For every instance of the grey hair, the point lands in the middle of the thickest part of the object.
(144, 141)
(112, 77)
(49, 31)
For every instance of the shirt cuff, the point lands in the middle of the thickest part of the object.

+===+

* **What is being asked**: Please format all of the material above as a numbered list, one line per item, and leave out any blank lines.

* **Final result**:
1. For every instance of the grey hair, the point lands in the middle of the thickest part of the object.
2. (144, 141)
3. (112, 77)
4. (49, 31)
5. For every instance of the shirt cuff, the point lands in the middle of the thickest part of the object.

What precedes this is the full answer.